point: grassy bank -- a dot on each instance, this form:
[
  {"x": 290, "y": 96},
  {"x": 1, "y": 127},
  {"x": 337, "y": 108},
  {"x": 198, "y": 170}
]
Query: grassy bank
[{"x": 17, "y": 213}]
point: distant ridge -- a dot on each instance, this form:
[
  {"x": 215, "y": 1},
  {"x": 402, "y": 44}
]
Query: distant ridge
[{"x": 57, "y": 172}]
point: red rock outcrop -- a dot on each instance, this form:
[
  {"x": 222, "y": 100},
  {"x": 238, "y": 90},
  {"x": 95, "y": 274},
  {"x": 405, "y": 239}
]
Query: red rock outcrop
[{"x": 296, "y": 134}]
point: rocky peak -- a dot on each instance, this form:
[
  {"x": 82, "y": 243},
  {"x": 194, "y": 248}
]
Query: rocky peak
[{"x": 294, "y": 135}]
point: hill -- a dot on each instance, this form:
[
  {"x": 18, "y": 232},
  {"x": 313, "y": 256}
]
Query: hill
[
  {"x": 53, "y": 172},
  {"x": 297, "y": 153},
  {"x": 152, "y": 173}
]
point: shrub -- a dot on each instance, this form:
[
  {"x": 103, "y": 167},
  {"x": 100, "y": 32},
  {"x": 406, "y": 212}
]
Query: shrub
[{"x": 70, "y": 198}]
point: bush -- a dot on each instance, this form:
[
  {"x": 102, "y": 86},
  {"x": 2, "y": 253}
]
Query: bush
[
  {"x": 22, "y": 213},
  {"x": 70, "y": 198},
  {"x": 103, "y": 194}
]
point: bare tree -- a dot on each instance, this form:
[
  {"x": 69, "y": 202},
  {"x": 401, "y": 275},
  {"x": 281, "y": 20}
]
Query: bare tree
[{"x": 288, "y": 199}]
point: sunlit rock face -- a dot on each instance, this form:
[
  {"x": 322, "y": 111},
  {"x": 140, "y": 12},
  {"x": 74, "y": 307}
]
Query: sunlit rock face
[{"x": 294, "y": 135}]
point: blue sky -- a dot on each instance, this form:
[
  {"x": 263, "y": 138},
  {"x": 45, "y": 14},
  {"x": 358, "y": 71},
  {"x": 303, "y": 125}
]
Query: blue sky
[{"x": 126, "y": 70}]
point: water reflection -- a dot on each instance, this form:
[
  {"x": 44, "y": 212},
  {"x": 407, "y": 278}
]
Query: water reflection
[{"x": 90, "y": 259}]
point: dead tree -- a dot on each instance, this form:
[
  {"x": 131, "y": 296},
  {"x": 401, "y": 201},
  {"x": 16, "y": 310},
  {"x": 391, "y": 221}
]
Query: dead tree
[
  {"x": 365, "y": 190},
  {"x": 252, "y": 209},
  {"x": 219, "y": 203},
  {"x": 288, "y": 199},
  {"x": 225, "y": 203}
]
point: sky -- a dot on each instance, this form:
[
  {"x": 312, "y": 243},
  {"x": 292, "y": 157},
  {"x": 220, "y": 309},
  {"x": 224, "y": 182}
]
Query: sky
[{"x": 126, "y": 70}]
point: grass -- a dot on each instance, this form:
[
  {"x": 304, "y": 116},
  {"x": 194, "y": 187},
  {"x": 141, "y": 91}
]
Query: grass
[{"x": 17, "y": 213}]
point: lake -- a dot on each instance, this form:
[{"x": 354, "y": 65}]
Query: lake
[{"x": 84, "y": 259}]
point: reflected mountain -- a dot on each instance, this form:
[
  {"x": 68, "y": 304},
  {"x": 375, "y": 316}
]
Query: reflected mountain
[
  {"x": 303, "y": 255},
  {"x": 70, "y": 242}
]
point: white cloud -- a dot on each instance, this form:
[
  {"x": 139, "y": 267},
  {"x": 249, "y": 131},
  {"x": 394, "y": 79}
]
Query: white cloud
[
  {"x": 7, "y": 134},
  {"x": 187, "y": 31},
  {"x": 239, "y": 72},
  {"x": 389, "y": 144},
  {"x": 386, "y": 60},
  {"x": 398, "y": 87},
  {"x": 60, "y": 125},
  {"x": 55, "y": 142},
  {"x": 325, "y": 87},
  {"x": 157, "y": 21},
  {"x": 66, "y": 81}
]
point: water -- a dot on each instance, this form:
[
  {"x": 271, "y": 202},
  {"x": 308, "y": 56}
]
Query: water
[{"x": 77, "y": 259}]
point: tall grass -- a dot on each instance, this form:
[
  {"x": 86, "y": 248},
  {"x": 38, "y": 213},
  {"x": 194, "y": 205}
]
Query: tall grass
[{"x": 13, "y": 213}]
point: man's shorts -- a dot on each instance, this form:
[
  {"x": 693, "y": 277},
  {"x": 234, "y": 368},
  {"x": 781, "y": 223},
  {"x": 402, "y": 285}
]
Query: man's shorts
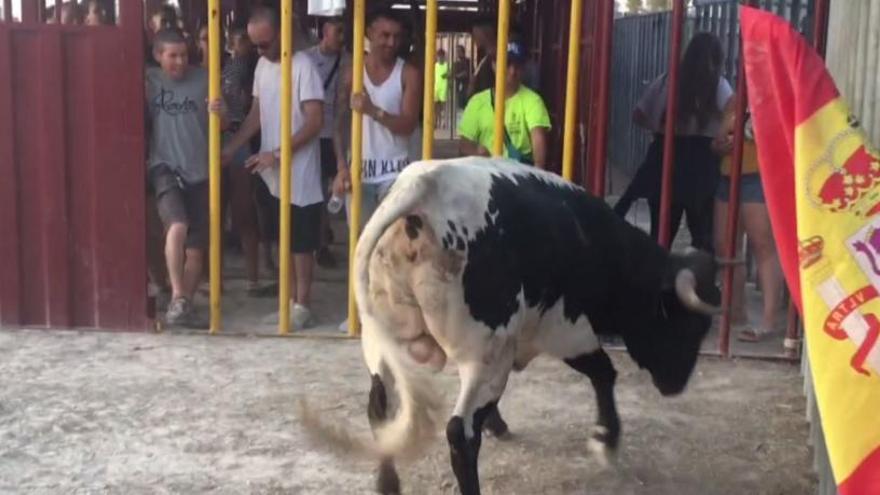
[
  {"x": 178, "y": 202},
  {"x": 305, "y": 232}
]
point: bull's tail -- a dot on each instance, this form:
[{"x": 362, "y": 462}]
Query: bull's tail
[{"x": 415, "y": 424}]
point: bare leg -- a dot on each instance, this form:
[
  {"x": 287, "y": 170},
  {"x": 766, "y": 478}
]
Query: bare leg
[
  {"x": 192, "y": 271},
  {"x": 757, "y": 224},
  {"x": 175, "y": 239},
  {"x": 304, "y": 267}
]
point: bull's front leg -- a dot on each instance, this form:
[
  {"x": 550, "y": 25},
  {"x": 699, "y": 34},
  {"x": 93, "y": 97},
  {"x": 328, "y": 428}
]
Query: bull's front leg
[
  {"x": 481, "y": 388},
  {"x": 494, "y": 423},
  {"x": 599, "y": 369}
]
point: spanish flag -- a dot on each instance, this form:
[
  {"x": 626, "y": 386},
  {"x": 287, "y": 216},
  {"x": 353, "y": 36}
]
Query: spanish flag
[{"x": 822, "y": 183}]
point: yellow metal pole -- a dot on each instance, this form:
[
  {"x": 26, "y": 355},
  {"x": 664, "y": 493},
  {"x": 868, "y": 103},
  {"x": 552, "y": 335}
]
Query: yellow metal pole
[
  {"x": 357, "y": 126},
  {"x": 286, "y": 158},
  {"x": 501, "y": 75},
  {"x": 428, "y": 101},
  {"x": 574, "y": 57},
  {"x": 214, "y": 161}
]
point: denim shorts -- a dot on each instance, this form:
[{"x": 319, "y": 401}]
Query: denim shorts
[{"x": 750, "y": 189}]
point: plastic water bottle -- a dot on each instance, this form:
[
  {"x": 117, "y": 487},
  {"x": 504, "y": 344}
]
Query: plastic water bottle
[{"x": 335, "y": 204}]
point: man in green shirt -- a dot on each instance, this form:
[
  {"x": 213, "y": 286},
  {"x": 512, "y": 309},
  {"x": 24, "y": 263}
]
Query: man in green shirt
[
  {"x": 441, "y": 88},
  {"x": 526, "y": 119}
]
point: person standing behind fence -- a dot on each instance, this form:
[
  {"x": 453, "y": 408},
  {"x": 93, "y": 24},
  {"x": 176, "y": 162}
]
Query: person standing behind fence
[
  {"x": 177, "y": 96},
  {"x": 702, "y": 95},
  {"x": 755, "y": 220},
  {"x": 483, "y": 32},
  {"x": 526, "y": 120},
  {"x": 461, "y": 74},
  {"x": 95, "y": 13},
  {"x": 331, "y": 60},
  {"x": 237, "y": 81},
  {"x": 390, "y": 107},
  {"x": 307, "y": 115},
  {"x": 441, "y": 88}
]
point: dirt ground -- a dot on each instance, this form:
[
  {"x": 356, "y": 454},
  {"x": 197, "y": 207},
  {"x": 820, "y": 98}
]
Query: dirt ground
[{"x": 163, "y": 413}]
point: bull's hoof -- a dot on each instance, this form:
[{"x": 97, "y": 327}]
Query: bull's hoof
[
  {"x": 603, "y": 445},
  {"x": 387, "y": 482}
]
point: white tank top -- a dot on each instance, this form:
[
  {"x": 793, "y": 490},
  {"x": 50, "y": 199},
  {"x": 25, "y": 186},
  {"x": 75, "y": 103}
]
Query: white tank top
[{"x": 385, "y": 154}]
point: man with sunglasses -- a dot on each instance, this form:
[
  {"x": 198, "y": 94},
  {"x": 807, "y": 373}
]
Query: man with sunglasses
[{"x": 307, "y": 119}]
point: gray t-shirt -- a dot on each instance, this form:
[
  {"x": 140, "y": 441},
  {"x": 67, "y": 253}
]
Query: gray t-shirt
[
  {"x": 178, "y": 113},
  {"x": 330, "y": 81}
]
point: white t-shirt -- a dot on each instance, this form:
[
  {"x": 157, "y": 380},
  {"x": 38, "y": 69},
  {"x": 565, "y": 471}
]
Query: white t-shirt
[
  {"x": 653, "y": 104},
  {"x": 307, "y": 86}
]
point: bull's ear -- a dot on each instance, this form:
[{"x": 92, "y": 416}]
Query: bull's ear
[{"x": 686, "y": 289}]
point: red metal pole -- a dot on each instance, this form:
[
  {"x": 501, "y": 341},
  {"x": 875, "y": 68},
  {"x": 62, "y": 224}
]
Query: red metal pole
[
  {"x": 671, "y": 115},
  {"x": 606, "y": 35},
  {"x": 30, "y": 11},
  {"x": 820, "y": 25},
  {"x": 733, "y": 211}
]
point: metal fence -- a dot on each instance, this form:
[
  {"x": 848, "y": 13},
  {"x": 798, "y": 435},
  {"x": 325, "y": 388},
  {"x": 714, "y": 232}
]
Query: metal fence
[{"x": 641, "y": 54}]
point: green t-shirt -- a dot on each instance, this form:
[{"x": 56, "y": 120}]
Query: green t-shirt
[
  {"x": 523, "y": 112},
  {"x": 441, "y": 81}
]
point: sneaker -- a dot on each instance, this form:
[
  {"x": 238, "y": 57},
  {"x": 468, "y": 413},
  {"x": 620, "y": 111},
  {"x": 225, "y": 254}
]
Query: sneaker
[
  {"x": 268, "y": 290},
  {"x": 178, "y": 312},
  {"x": 301, "y": 317}
]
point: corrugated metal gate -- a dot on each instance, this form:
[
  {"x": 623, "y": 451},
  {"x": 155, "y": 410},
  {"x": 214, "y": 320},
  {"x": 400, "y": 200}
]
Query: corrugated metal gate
[
  {"x": 641, "y": 54},
  {"x": 72, "y": 249}
]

Problem description
Everything from the line that contains "point: red metal" through the end of the records must be duplicated exactly, and nothing outside that range.

Written response
point: red metal pole -- a dot on each instance, this form:
[
  {"x": 501, "y": 341},
  {"x": 875, "y": 68},
  {"x": 62, "y": 224}
]
Query: red metal pole
[
  {"x": 671, "y": 115},
  {"x": 606, "y": 35},
  {"x": 30, "y": 11},
  {"x": 820, "y": 25},
  {"x": 733, "y": 211}
]
point: metal fence -- a dot on each instance, this form:
[
  {"x": 848, "y": 13},
  {"x": 798, "y": 435},
  {"x": 325, "y": 388},
  {"x": 714, "y": 232}
]
Query: metal fence
[{"x": 641, "y": 54}]
point: green t-shirt -- a dot on each instance, this form:
[{"x": 56, "y": 120}]
Query: green t-shirt
[
  {"x": 523, "y": 112},
  {"x": 441, "y": 81}
]
point: sneaker -- a dot on each instance, this form:
[
  {"x": 238, "y": 57},
  {"x": 468, "y": 413},
  {"x": 620, "y": 111},
  {"x": 225, "y": 254}
]
Query: sneaker
[
  {"x": 268, "y": 290},
  {"x": 178, "y": 312},
  {"x": 301, "y": 317}
]
point: corrugated metal gate -- a dot on each instance, this form:
[
  {"x": 623, "y": 451},
  {"x": 155, "y": 410},
  {"x": 214, "y": 320},
  {"x": 400, "y": 200}
]
Query: corrugated metal gate
[
  {"x": 641, "y": 54},
  {"x": 72, "y": 249}
]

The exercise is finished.